=== Directions ===
Please copy out the records that follow exactly as they stand.

=== Records to process ===
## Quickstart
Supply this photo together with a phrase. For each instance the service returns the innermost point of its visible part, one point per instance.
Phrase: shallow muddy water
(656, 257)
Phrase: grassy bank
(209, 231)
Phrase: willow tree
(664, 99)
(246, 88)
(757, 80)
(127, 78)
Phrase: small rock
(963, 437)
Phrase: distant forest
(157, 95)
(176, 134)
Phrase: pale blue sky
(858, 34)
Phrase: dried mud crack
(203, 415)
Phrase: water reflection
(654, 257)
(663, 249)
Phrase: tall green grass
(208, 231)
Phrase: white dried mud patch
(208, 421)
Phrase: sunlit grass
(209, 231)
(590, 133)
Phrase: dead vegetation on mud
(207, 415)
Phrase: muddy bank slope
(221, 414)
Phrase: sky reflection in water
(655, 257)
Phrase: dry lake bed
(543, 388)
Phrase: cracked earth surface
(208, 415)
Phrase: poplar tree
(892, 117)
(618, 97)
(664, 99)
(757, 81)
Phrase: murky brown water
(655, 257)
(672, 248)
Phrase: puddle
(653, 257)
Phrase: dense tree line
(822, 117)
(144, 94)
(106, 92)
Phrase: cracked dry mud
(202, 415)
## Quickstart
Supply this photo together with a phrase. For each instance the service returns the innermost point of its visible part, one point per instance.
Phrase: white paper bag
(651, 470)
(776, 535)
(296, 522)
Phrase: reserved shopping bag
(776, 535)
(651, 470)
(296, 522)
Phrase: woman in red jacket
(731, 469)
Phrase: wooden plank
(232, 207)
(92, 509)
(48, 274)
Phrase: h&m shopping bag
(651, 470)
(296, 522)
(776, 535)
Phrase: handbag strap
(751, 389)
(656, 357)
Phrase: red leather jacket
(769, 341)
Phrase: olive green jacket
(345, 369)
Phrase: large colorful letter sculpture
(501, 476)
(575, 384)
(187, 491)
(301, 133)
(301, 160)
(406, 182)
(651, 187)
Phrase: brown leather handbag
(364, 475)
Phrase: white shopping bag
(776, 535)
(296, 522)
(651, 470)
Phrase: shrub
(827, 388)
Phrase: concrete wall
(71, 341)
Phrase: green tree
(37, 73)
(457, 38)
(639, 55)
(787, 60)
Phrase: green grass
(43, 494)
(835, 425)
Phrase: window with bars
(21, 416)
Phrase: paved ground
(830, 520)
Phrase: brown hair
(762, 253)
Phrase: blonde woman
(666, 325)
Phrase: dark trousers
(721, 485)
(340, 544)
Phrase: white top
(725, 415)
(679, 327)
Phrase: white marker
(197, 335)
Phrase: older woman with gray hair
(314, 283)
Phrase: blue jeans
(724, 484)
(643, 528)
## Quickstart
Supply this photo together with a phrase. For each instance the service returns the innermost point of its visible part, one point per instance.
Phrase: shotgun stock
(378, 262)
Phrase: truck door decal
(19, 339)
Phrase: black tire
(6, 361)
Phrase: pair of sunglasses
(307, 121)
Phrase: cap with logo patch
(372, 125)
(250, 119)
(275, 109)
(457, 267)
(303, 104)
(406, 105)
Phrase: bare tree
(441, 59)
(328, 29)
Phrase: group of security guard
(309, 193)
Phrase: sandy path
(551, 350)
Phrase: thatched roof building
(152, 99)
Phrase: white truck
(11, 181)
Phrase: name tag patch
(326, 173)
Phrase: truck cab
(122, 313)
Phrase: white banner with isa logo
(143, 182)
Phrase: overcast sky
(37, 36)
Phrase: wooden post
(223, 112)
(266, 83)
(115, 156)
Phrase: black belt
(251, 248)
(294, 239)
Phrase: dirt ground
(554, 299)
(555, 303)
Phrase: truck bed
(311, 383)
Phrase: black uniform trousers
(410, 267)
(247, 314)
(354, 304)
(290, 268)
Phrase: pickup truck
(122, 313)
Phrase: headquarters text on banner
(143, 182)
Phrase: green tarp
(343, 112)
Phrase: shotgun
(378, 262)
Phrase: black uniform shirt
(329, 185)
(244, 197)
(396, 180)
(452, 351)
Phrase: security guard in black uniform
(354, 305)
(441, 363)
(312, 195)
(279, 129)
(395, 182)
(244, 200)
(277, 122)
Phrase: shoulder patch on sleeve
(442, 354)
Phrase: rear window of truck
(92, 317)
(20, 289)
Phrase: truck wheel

=== Answer space ===
## Quickstart
Supply this photo together with a phrase. For each instance the service returns the innermost point of its visible part, one point per instance.
Phrase: shallow muddy water
(656, 257)
Phrase: grassy bank
(209, 231)
Phrase: willow tree
(664, 99)
(246, 88)
(757, 80)
(127, 78)
Phrase: small rock
(963, 437)
Phrase: distant forest
(157, 95)
(176, 134)
Phrase: pale blue sky
(858, 34)
Phrase: dried mud crack
(203, 415)
Phrase: water reflection
(654, 257)
(663, 249)
Phrase: tall green grass
(208, 231)
Phrase: white dried mud patch
(208, 421)
Phrase: sunlit grass
(209, 231)
(590, 133)
Phrase: dead vegetation on mud
(207, 415)
Phrase: muddy bank slope
(221, 414)
Phrase: sky reflection in water
(655, 257)
Phrase: dry lake bed
(543, 388)
Phrase: cracked earth surface
(208, 415)
Phrase: poplar tree
(892, 117)
(618, 97)
(664, 99)
(757, 81)
Phrase: murky brown water
(655, 257)
(672, 248)
Phrase: puddle
(653, 257)
Phrase: dense tree line
(822, 117)
(144, 94)
(106, 92)
Phrase: cracked dry mud
(202, 415)
## Quickstart
Supply this photo together with a phrase. For each instance the service returns the innermost point of its visible part, one point per instance.
Phrase: white paper bag
(651, 470)
(776, 535)
(296, 522)
Phrase: reserved shopping bag
(776, 535)
(651, 470)
(296, 522)
Phrase: woman in red jacket
(731, 469)
Phrase: wooden plank
(232, 207)
(92, 509)
(48, 274)
Phrase: h&m shopping bag
(651, 470)
(296, 522)
(776, 535)
Phrase: handbag strap
(751, 389)
(656, 357)
Phrase: red leather jacket
(769, 341)
Phrase: olive green jacket
(345, 369)
Phrase: large colorful letter sculpture
(501, 476)
(575, 384)
(187, 491)
(301, 133)
(301, 160)
(406, 182)
(651, 187)
Phrase: brown leather handbag
(364, 475)
Phrase: white shopping bag
(776, 535)
(296, 522)
(651, 470)
Phrase: shrub
(827, 388)
Phrase: concrete wall
(71, 341)
Phrase: green tree
(37, 73)
(457, 38)
(639, 55)
(787, 60)
Phrase: green grass
(43, 494)
(835, 425)
Phrase: window with bars
(21, 416)
Phrase: paved ground
(830, 520)
Phrase: brown hair
(762, 253)
Phrase: blonde woman
(666, 325)
Phrase: dark trousers
(721, 485)
(340, 544)
Phrase: white top
(725, 415)
(679, 327)
Phrase: white marker
(197, 335)
Phrase: older woman with gray hair
(314, 283)
Phrase: blue jeans
(724, 484)
(643, 528)
## Quickstart
Supply this photo together with a phrase. For each instance the service returns the innermost point of its visible part, one point per instance.
Phrase: shotgun stock
(378, 262)
Phrase: truck door decal
(19, 339)
Phrase: black tire
(6, 361)
Phrase: pair of sunglasses
(307, 121)
Phrase: cap with logo patch
(372, 125)
(250, 119)
(275, 109)
(457, 267)
(303, 104)
(406, 105)
Phrase: bare tree
(441, 59)
(328, 29)
Phrase: group of security guard
(309, 193)
Phrase: sandy path
(551, 350)
Phrase: thatched roof building
(152, 99)
Phrase: white truck
(11, 181)
Phrase: name tag patch
(326, 173)
Phrase: truck cab
(122, 313)
Phrase: white banner with isa logo
(143, 182)
Phrase: overcast sky
(37, 36)
Phrase: wooden post
(223, 112)
(266, 83)
(115, 156)
Phrase: black belt
(251, 248)
(294, 239)
Phrase: dirt ground
(554, 299)
(555, 303)
Phrase: truck bed
(311, 383)
Phrase: black uniform trousers
(410, 267)
(247, 314)
(354, 304)
(290, 268)
Phrase: pickup truck
(122, 313)
Phrase: headquarters text on banner
(143, 182)
Phrase: green tarp
(343, 112)
Phrase: shotgun
(378, 262)
Phrase: black uniform shirt
(329, 185)
(244, 197)
(396, 180)
(452, 351)
Phrase: security guard in black uniform
(354, 305)
(441, 363)
(312, 195)
(279, 129)
(395, 182)
(244, 200)
(277, 122)
Phrase: shoulder patch on sleeve
(442, 354)
Phrase: rear window of truck
(92, 317)
(20, 289)
Phrase: truck wheel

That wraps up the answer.